**TEXT SEGMENT:**
++++++

Stephanie McAfee’s Diary of a Mad Fat Girl (NAL, $15) offers a fascinating tale, but not between its covers. The girl-buddy cape, starring a sassy, overweight Mississippi teacher, brims with local color but is burdened by too much plot and too little nuance. With an endearingly flawed narrator in a conflicted relationship, this is chick-lit territory that many talented writers — Jennifer Weiner and Rebecca Wells among them — have explored far more deftly.
What makes “Diary of a Mad Fat Girl” so fascinating is how it became a book in the first place. McAfee is a former teacher from Mississippi who, after being rejected by numerous literary agents, decided to self-publish her e-book in December 2010. “When I discovered Smashwords (and later Amazon KDP and Barnes & Noble PubIt!), I thought, ‘Hey, why not give this a try?’ ” she says in the book’s publicity materials. “Kindle ads were on the back of literally every magazine we subscribed to at the time. . . . And what does everyone want after Christmas? A bargain. Enter my 0.99 cent ebook.”
At the time, McAfee did not own an e-reader. But she spread the word about her first novel to her 400 or so Facebook friends and watched as her book became an underground hit.

++++++

**REQUIRED ACTION:** According to the book review, in what month and year did McAfee self-publish her e-book? The listing that comes next is not needed for the work here.

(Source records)
++++++

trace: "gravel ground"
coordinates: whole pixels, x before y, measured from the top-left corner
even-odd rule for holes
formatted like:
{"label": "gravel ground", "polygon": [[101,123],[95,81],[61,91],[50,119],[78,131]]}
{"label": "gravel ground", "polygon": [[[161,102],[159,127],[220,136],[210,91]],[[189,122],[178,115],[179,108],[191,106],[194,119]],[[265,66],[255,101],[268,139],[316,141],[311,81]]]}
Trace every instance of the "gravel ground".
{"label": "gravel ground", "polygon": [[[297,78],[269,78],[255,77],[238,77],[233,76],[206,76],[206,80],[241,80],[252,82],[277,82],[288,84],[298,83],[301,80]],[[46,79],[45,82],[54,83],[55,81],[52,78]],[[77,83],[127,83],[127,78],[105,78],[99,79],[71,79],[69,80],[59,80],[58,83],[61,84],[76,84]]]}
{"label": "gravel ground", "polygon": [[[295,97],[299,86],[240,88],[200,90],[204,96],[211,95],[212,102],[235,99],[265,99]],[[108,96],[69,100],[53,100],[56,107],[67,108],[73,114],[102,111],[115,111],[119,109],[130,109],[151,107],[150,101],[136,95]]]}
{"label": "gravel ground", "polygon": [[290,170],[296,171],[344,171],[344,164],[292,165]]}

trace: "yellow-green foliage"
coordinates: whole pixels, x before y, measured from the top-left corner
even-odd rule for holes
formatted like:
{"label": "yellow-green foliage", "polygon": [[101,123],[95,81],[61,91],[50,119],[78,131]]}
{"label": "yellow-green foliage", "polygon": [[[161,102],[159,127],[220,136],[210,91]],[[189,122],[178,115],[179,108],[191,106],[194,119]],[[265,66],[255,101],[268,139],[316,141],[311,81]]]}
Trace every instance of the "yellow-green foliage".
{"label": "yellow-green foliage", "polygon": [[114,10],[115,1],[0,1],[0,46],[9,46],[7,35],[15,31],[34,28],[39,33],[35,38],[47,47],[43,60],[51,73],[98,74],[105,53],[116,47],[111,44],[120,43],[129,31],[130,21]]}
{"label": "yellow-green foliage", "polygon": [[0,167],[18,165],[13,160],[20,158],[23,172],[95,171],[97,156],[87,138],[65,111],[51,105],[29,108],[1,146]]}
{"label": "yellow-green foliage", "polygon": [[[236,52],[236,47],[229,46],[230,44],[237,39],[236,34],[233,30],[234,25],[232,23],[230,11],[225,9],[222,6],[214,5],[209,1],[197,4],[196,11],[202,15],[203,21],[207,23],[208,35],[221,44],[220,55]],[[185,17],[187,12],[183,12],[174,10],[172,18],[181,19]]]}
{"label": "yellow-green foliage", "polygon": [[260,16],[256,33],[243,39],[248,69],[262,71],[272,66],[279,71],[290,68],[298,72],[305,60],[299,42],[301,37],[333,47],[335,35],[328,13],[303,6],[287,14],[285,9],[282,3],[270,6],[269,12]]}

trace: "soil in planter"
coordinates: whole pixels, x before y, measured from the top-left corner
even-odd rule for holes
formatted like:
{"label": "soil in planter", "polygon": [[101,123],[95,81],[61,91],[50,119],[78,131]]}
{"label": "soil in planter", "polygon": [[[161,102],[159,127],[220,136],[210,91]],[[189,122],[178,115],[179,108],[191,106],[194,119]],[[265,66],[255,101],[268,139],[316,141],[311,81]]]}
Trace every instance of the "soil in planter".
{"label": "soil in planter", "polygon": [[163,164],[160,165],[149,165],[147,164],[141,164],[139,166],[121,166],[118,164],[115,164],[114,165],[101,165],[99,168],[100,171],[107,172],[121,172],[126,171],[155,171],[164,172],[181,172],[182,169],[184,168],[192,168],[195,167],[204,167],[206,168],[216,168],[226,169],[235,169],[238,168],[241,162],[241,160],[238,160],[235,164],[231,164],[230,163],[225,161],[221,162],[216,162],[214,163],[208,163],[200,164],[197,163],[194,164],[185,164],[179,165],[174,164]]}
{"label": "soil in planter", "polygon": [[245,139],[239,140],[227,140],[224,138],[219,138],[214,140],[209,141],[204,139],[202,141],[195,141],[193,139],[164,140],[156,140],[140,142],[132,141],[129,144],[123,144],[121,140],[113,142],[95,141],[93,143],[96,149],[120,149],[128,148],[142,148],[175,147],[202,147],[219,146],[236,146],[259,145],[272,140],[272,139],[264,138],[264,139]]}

++++++

**SOLUTION TO THIS EXERCISE:** December 2010